---------- DATA SUPPLIED ----------
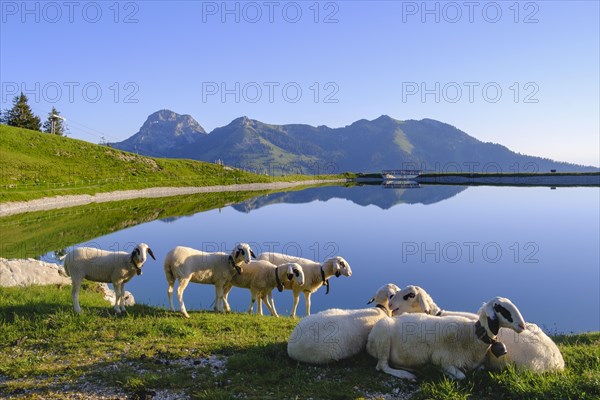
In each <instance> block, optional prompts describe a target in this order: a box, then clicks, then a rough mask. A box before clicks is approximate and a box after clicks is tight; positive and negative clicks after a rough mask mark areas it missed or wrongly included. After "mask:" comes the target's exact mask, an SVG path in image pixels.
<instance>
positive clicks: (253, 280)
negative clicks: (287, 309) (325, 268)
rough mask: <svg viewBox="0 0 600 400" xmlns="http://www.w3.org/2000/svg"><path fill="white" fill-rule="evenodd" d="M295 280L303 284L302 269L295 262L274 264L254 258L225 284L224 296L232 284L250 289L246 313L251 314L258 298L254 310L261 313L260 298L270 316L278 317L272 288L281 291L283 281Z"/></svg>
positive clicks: (261, 306) (299, 266)
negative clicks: (239, 274)
mask: <svg viewBox="0 0 600 400" xmlns="http://www.w3.org/2000/svg"><path fill="white" fill-rule="evenodd" d="M294 280H295V281H296V282H297V283H298V284H299V285H303V284H304V271H302V266H300V264H296V263H286V264H281V265H279V266H275V265H274V264H271V263H270V262H269V261H266V260H256V261H252V262H250V263H249V264H244V274H243V275H235V276H234V277H233V279H232V280H231V282H229V283H228V284H227V285H225V289H224V296H225V299H227V296H228V295H229V291H230V290H231V288H232V287H233V286H236V287H239V288H245V289H250V306H249V307H248V314H252V309H253V308H254V303H255V302H256V300H257V298H258V307H257V310H256V312H257V313H258V314H260V315H262V304H261V300H262V301H264V302H265V304H266V306H267V308H268V309H269V312H270V313H271V315H272V316H275V317H279V315H277V310H276V309H275V303H274V302H273V289H275V288H277V289H278V290H279V291H280V292H282V291H283V284H284V283H285V282H288V281H289V282H291V281H294Z"/></svg>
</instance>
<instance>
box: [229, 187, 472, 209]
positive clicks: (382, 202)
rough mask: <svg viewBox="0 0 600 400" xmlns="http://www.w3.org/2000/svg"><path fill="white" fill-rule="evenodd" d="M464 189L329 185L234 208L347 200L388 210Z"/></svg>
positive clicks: (433, 201)
mask: <svg viewBox="0 0 600 400" xmlns="http://www.w3.org/2000/svg"><path fill="white" fill-rule="evenodd" d="M465 189H467V187H466V186H423V187H421V188H415V189H389V188H384V187H383V186H351V187H342V186H328V187H319V188H310V189H305V190H302V191H298V192H287V193H274V194H269V195H266V196H260V197H256V198H253V199H250V200H247V201H244V202H243V203H239V204H236V205H234V206H233V208H235V209H236V210H238V211H241V212H250V211H252V210H256V209H258V208H261V207H264V206H267V205H270V204H277V203H290V204H298V203H310V202H312V201H315V200H320V201H327V200H330V199H346V200H350V201H351V202H353V203H355V204H358V205H360V206H368V205H375V206H377V207H379V208H381V209H383V210H387V209H389V208H391V207H393V206H395V205H396V204H425V205H428V204H434V203H438V202H440V201H443V200H446V199H449V198H451V197H453V196H456V195H457V194H458V193H460V192H462V191H463V190H465Z"/></svg>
----------
Your task is to transcribe, with no changes, only the lines of the listing above that lie between the line holding "negative clicks: (287, 309) (325, 268)" and the line holding "positive clicks: (261, 306) (299, 266)", inclusive.

● RESULT
negative clicks: (287, 309) (325, 268)
rough mask: <svg viewBox="0 0 600 400" xmlns="http://www.w3.org/2000/svg"><path fill="white" fill-rule="evenodd" d="M295 280L303 284L302 269L295 262L274 264L254 258L225 284L224 296L232 284L250 289L246 313L251 314L258 298L254 310L261 313L260 298L270 316L278 317L272 288L281 291L283 281Z"/></svg>
positive clicks: (261, 306) (299, 266)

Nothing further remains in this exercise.